#### [Supplied data]
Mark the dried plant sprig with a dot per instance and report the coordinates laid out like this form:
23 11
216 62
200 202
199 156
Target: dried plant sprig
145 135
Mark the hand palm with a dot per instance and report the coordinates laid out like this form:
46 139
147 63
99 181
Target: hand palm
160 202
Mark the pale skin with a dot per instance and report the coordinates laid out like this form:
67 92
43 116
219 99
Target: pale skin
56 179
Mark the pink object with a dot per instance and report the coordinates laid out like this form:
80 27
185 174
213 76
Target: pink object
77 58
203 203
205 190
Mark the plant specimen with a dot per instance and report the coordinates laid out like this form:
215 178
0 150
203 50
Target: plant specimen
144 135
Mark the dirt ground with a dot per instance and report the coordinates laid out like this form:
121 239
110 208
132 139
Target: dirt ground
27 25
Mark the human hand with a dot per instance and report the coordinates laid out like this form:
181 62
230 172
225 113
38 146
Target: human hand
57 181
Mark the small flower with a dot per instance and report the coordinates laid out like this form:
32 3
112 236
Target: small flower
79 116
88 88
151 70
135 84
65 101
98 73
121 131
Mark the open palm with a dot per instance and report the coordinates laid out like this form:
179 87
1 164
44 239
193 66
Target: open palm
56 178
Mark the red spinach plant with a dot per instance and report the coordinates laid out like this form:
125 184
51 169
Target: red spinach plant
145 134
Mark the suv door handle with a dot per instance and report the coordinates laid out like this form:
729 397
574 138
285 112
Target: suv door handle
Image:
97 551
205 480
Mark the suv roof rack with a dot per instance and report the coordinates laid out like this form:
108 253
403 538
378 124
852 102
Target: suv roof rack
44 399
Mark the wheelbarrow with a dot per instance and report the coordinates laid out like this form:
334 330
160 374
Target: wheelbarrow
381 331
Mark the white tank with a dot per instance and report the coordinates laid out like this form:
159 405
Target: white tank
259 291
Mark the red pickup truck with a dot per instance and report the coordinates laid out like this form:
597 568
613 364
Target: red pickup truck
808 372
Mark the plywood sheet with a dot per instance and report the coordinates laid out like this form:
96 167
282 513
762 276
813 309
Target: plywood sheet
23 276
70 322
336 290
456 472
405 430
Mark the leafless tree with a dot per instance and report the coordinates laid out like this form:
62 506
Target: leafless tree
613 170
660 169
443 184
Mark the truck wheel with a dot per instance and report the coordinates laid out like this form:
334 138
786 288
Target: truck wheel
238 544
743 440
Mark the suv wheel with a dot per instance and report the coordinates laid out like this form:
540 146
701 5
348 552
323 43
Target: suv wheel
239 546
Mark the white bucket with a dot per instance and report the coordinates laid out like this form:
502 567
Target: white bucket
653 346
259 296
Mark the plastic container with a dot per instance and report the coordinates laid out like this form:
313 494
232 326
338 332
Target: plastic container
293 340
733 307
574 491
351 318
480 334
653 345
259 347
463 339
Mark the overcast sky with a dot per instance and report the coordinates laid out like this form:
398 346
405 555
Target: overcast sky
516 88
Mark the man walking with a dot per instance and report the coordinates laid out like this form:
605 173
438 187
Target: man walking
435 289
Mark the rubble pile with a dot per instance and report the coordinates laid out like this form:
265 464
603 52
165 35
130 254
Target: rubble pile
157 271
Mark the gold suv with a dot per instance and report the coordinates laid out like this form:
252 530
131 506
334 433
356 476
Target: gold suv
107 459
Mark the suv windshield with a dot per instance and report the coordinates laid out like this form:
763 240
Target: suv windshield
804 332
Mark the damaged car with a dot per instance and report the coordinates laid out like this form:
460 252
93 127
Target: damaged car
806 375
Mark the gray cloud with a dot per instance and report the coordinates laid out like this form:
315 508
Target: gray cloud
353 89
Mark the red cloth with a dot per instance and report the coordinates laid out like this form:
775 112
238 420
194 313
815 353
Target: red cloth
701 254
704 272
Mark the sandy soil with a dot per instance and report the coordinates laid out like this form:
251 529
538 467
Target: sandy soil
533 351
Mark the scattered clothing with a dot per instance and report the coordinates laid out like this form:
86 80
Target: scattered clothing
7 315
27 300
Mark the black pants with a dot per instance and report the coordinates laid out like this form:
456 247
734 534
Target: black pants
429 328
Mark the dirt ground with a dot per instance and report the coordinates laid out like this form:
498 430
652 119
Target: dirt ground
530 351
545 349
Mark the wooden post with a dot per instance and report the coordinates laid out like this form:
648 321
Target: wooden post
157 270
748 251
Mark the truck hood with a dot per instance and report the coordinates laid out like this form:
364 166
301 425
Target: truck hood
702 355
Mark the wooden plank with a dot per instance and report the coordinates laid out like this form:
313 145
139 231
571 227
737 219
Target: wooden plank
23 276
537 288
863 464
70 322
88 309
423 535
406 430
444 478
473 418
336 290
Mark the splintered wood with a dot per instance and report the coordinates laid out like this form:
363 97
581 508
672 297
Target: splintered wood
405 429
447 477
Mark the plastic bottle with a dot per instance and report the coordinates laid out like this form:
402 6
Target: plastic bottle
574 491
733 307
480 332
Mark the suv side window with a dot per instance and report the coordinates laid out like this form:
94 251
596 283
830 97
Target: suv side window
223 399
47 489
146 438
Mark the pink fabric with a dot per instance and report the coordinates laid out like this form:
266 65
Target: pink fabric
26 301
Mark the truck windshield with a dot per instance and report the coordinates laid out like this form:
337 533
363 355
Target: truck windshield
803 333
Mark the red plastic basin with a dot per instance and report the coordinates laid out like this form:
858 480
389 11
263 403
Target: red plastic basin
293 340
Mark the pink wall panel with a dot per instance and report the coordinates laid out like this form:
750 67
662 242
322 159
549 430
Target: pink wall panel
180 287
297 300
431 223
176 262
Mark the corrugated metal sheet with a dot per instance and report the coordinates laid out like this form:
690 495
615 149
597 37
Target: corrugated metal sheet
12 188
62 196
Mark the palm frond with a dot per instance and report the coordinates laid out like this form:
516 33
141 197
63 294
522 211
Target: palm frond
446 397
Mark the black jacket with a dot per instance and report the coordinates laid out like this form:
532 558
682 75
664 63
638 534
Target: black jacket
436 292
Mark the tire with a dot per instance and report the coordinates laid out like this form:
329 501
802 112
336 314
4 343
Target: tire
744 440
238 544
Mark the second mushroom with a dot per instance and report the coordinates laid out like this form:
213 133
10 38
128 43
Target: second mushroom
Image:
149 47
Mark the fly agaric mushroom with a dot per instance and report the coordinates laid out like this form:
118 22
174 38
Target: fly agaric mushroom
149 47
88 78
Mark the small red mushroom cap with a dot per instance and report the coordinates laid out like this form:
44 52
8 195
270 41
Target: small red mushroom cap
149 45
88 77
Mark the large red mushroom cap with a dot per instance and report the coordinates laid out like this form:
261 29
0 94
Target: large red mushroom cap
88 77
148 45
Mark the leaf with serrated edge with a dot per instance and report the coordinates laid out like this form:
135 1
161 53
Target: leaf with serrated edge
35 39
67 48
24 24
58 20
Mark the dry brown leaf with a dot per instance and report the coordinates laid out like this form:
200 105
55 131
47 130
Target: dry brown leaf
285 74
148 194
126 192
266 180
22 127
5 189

#### [About this task]
Copy every line of the listing, exact to the last character.

#### [Task solution]
Mark the dried plant sprig with a dot per instance and report the coordinates laid out like this form:
23 11
216 62
200 202
199 156
Target: dried plant sprig
145 135
Mark the hand palm with a dot per instance and report the coordinates laid out like this form:
46 139
147 63
99 181
Target: hand palm
160 202
Mark the pale skin with a dot per instance and report the coordinates laid out like this form:
67 92
43 116
219 99
Target: pale skin
56 179
Mark the pink object with a dot per instance and report the coordinates laid out like this form:
80 27
185 174
213 76
Target: pink object
77 58
203 203
205 190
Mark the plant specimen with a dot per instance and report the coordinates laid out like this form:
215 178
0 150
203 50
Target: plant specimen
144 135
Mark the dirt ground with a dot per instance and report the coordinates laid out like this form:
121 239
110 208
132 139
Target: dirt ground
27 25
Mark the human hand with a dot per instance and report the coordinates laid out like this form:
181 62
230 172
225 113
38 146
Target: human hand
57 181
Mark the small flower with a dot per instance and report the coordinates laid out like this form:
32 3
112 236
Target: small flower
79 116
88 88
151 70
135 84
65 101
98 73
121 131
Mark the open palm with a dot per instance and report the coordinates laid out like this form:
179 87
1 164
44 239
193 66
Target: open palm
56 178
Mark the red spinach plant with a dot per instance and report the coordinates laid out like this form:
125 184
51 169
Target: red spinach plant
145 134
Mark the suv door handle with a dot per instance and report the coordinates laid out like this form:
729 397
574 138
285 112
Target: suv door handle
Image:
97 551
205 480
Mark the suv roof rack with a dot per instance and report the coordinates laid out like this form:
108 253
403 538
378 124
852 102
Target: suv roof rack
44 399
Mark the wheelbarrow with a dot per instance and report the coordinates laid out like this form:
334 330
160 374
Target: wheelbarrow
381 331
Mark the white tank with a dot per instance and report the coordinates laid out like this form:
159 405
Target: white tank
259 291
Mark the red pickup truck with a dot per instance and report the coordinates laid out like this form:
597 568
613 364
Target: red pickup truck
808 372
Mark the plywood sheet with a dot per instance and report the coordinates laid out like this form:
96 167
282 513
762 276
813 309
Target: plywood sheet
23 276
70 322
336 290
456 472
405 430
Mark the leafless tree with a dot per instance and report the coordinates laid out like this form:
62 506
Target: leafless tree
613 170
660 169
443 184
Mark the truck wheel with a dot per instance and report the coordinates laid out like this form:
334 138
786 288
Target: truck wheel
238 544
743 440
Mark the suv wheel with a dot per instance and report the coordinates laid out like this form:
540 146
701 5
348 552
323 43
Target: suv wheel
239 546
Mark the white bucket with a dot per instance and report the coordinates laid out like this form:
502 567
Target: white bucket
653 346
259 296
Mark the plastic container with a dot per instance and report the coordinates laid out like this form:
313 494
232 326
338 332
Target: plastic container
293 340
733 307
574 491
351 318
480 334
653 345
259 347
463 339
Mark the overcast sky with a dot per instance and report the coordinates laid out like this form:
398 346
405 555
Target: overcast sky
516 88
Mark the man walking with a dot per instance and report the coordinates laid out like this form:
605 173
438 187
Target: man walking
435 289
Mark the rubble pile with a dot per instance and report the coordinates laid out like this form:
265 464
603 52
165 35
130 254
Target: rubble pile
157 271
Mark the gold suv with a dot per instance and report the coordinates laid out like this form:
252 530
131 506
334 433
356 476
Target: gold suv
107 459
Mark the suv windshield with a dot per instance and report the coordinates laid out like this form:
763 240
Target: suv windshield
804 332
Mark the damaged car with a dot per instance and report the coordinates laid out like this form:
460 252
93 127
Target: damaged car
806 375
Mark the gray cloud with a dot per instance and report the coordinates laid out like this form:
315 508
Target: gray cloud
353 89
Mark the red cloth with a dot per instance and report the coordinates laid out like this form:
775 112
238 420
194 313
815 353
Target: red cloth
701 254
704 272
Mark the sandy soil with a dot per instance and report the coordinates laid out like this form:
251 529
538 467
Target: sandy soil
533 351
Mark the scattered clothing with a dot per instance and report the coordinates laid out like this form:
86 80
Target: scattered clothing
7 315
27 300
Mark the black pants with a dot per instance and report the coordinates laid out like this form:
456 247
734 534
Target: black pants
429 328
Mark the dirt ground with a dot per instance and report the coordinates laid out like this form:
498 430
652 119
Target: dirt ground
530 351
545 349
Mark the wooden post with a dot per instance and report the coordinates laid out like this form:
648 321
Target: wooden post
157 270
748 251
Mark the truck hood with a dot per instance and report the coordinates laid out like this form:
364 166
301 425
Target: truck hood
702 355
Mark the wooden plank with a dot per instance and report the coordinates laid out like this form:
313 145
139 231
571 227
737 219
Target: wooden plank
23 276
537 288
863 464
70 322
88 309
423 535
406 430
444 478
473 418
336 290
Mark the splintered wood with a dot per instance and report the coordinates laid out like this form:
363 97
581 508
672 297
Target: splintered wood
405 429
447 477
Mark the plastic bottle with a dot per instance and report the coordinates laid out like this form:
402 6
Target: plastic bottle
574 491
733 307
480 332
Mark the suv side window with a dot per instance and report the coordinates laid out like this form:
94 251
596 283
830 97
Target: suv side window
223 399
47 489
146 438
Mark the pink fabric with a dot per instance and report the coordinates laid out like this form:
266 65
Target: pink fabric
26 301
Mark the truck windshield with a dot per instance and report the coordinates laid out like this form:
337 533
363 355
Target: truck windshield
803 333
Mark the red plastic basin with a dot per instance and report the coordinates laid out like this form:
858 480
389 11
263 403
Target: red plastic basin
293 340
Mark the pink wall panel with a dot per instance and report the coordinates laid out like this form:
750 67
662 242
322 159
549 430
Target: pink wall panel
180 287
297 300
431 223
176 262
Mark the corrugated metal sheet with a dot per instance and report the coordinates laid out like this form:
690 495
615 149
597 37
Target: corrugated metal sheet
12 188
62 196
Mark the palm frond with a dot per instance and report the coordinates laid out like this form:
516 33
141 197
63 294
522 211
Target: palm frond
446 397
Mark the black jacket with a dot per instance and report the coordinates laid out like this form:
532 558
682 75
664 63
638 534
Target: black jacket
436 292
Mark the tire with a dot per instance and report the coordinates laid out like this form:
329 501
802 112
336 314
4 343
Target: tire
744 440
238 544
Mark the second mushroom with a dot per instance and report the coordinates laid out like this form:
213 133
10 38
128 43
Target: second mushroom
Image:
149 47
Mark the fly agaric mushroom with a dot per instance and report the coordinates laid out like this form:
118 22
174 38
Target: fly agaric mushroom
149 47
88 78
Mark the small red mushroom cap with a dot per instance and report the coordinates laid out like this form:
44 52
8 195
270 41
Target: small red mushroom cap
149 45
88 77
Mark the large red mushroom cap with a dot per instance and report the coordinates laid out like this form:
261 29
0 94
Target: large red mushroom cap
88 77
148 45
Mark the leaf with serrated edge with a dot per instance and report the coordinates laid out like this form:
135 1
161 53
Target: leaf with serrated edge
35 39
67 48
24 24
58 20
Mark the dry brown leaf with a dot per instance and report the coordinates laid out like this form:
200 105
55 131
47 130
Target: dry brown leaf
285 74
148 194
126 192
266 180
22 127
5 189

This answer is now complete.